Dataset excerpts:
*** Block opens ***

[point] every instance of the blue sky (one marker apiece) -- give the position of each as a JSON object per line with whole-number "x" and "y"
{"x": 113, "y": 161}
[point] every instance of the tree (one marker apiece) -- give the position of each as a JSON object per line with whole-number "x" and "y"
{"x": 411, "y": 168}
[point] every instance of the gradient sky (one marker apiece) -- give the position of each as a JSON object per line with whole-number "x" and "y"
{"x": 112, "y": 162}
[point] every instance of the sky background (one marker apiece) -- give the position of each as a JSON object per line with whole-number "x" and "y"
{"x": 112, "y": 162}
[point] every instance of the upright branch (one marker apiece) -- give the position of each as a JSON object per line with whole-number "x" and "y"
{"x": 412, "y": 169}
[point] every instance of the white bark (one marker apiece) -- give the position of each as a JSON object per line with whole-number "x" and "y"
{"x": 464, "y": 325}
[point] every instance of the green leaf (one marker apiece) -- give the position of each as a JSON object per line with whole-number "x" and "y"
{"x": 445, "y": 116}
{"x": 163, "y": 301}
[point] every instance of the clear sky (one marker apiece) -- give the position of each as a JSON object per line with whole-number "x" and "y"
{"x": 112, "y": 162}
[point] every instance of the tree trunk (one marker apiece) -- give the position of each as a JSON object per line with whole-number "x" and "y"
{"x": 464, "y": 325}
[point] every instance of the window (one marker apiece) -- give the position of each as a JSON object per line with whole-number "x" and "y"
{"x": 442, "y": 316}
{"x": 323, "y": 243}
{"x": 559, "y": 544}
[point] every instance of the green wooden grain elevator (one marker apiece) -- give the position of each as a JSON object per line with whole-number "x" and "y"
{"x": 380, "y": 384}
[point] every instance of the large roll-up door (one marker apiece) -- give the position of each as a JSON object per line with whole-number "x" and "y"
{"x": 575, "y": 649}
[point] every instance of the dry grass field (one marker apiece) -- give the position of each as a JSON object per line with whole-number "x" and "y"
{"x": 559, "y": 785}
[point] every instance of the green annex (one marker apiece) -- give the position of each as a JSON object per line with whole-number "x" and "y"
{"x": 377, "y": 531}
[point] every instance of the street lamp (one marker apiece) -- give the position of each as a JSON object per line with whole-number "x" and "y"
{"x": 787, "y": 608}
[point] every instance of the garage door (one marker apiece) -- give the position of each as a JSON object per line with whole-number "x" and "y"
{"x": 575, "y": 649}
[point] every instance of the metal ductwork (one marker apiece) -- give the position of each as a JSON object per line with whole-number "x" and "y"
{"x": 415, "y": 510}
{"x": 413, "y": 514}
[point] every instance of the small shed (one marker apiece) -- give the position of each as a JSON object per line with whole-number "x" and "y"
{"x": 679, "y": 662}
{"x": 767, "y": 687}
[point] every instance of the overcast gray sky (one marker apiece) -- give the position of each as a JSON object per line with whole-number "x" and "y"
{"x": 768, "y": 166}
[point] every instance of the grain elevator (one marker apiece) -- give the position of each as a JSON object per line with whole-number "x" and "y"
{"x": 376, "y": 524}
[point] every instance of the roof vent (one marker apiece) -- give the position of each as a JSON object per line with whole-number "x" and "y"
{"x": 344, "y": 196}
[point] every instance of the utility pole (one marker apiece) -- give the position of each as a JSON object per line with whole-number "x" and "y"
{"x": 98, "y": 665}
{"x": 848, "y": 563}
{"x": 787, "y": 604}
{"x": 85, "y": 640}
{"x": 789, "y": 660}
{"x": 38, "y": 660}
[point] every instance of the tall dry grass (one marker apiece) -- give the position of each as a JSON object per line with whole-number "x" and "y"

*** Block closes ***

#### [What you are asked to do]
Repeat the data in its entirety, character for character.

#### [Solution to the problem]
[point] every instance of the blue sky (one marker apiece) -- give the position of each as a JSON object per line with whole-number "x" and "y"
{"x": 113, "y": 161}
[point] every instance of the tree (one marker apiece) -- give the position of each as a JSON object per line with whole-number "x" and "y"
{"x": 411, "y": 168}
[point] every instance of the gradient sky (one marker apiece) -- give the position of each as a JSON object per line with whole-number "x" and "y"
{"x": 112, "y": 162}
[point] every instance of the sky background (one marker apiece) -- give the position of each as a JSON object per line with whole-number "x" and "y"
{"x": 112, "y": 162}
[point] every instance of the upright branch (one marker apiece) -- give the position of each as a JSON object per line with whole-number "x" and "y"
{"x": 412, "y": 169}
[point] every instance of the white bark (one marker apiece) -- give the position of each as a JSON object per line with whole-number "x" and "y"
{"x": 464, "y": 325}
[point] every instance of the green leaf (one marker apiece) -- give the position of each as a JSON object per line with whole-number "x" and "y"
{"x": 445, "y": 116}
{"x": 163, "y": 301}
[point] every instance of the clear sky (one marker apiece) -- give the position of each as a JSON object per line with whole-number "x" and "y"
{"x": 112, "y": 162}
[point] every instance of the tree trunk (one marker apiece) -- give the position of each as a JSON object per line with whole-number "x" and "y"
{"x": 464, "y": 325}
[point] every instance of the window (one marker apiece) -- give the position of each as a JSON object per line with whole-number "x" and "y"
{"x": 442, "y": 316}
{"x": 323, "y": 243}
{"x": 559, "y": 544}
[point] every instance of the green wooden grain elevator (one marker apiece) -- give the position of each as a JSON object per line with whole-number "x" and "y"
{"x": 380, "y": 384}
[point] every instance of the large roll-up door (one marker apiece) -- give the position of each as a JSON object per line with whole-number "x" and "y"
{"x": 575, "y": 649}
[point] every instance of the dry grass field (one marker apiece) -- give the position of each as a JSON object per line with whole-number "x" and "y"
{"x": 559, "y": 785}
[point] every instance of the green annex (one marker apiece) -- give the position of each as a JSON object per line with whole-number "x" and "y"
{"x": 377, "y": 531}
[point] every instance of the street lamp (one marker apiece) -- give the position of each as a JSON object per line with whole-number "x" and "y"
{"x": 787, "y": 608}
[point] every instance of the garage door (one marker apiece) -- give the position of each as a JSON object per line with whole-number "x" and "y"
{"x": 575, "y": 649}
[point] every instance of the metal ductwork (one marker apiece) -- give the position of each as a JSON object per line with whole-number "x" and "y"
{"x": 415, "y": 510}
{"x": 413, "y": 514}
[point] every instance of the small shed (one marker apiece) -- give the position of each as a JSON object per line with whole-number "x" and "y"
{"x": 679, "y": 662}
{"x": 767, "y": 687}
[point] every instance of the overcast gray sky (one marker apiece) -- give the position of each as a JSON object per line with whole-number "x" and "y"
{"x": 768, "y": 166}
[point] every instance of the grain elevator (one marker apiece) -- give the position of each as a JSON object per line with whole-number "x" and "y"
{"x": 376, "y": 524}
[point] every instance of the roof vent (one marker apiece) -- give the position of each as a JSON object per line with whole-number "x" and "y"
{"x": 344, "y": 196}
[point] every instance of the utility pole (one marker apiece) -- give the position of each as a JSON object per line with whole-number "x" and "y"
{"x": 98, "y": 665}
{"x": 848, "y": 563}
{"x": 787, "y": 604}
{"x": 85, "y": 640}
{"x": 789, "y": 660}
{"x": 38, "y": 660}
[point] every instance of the tall dry grass (one marker apiece) -- give the position of each as a JSON object per line with whole-number "x" and "y"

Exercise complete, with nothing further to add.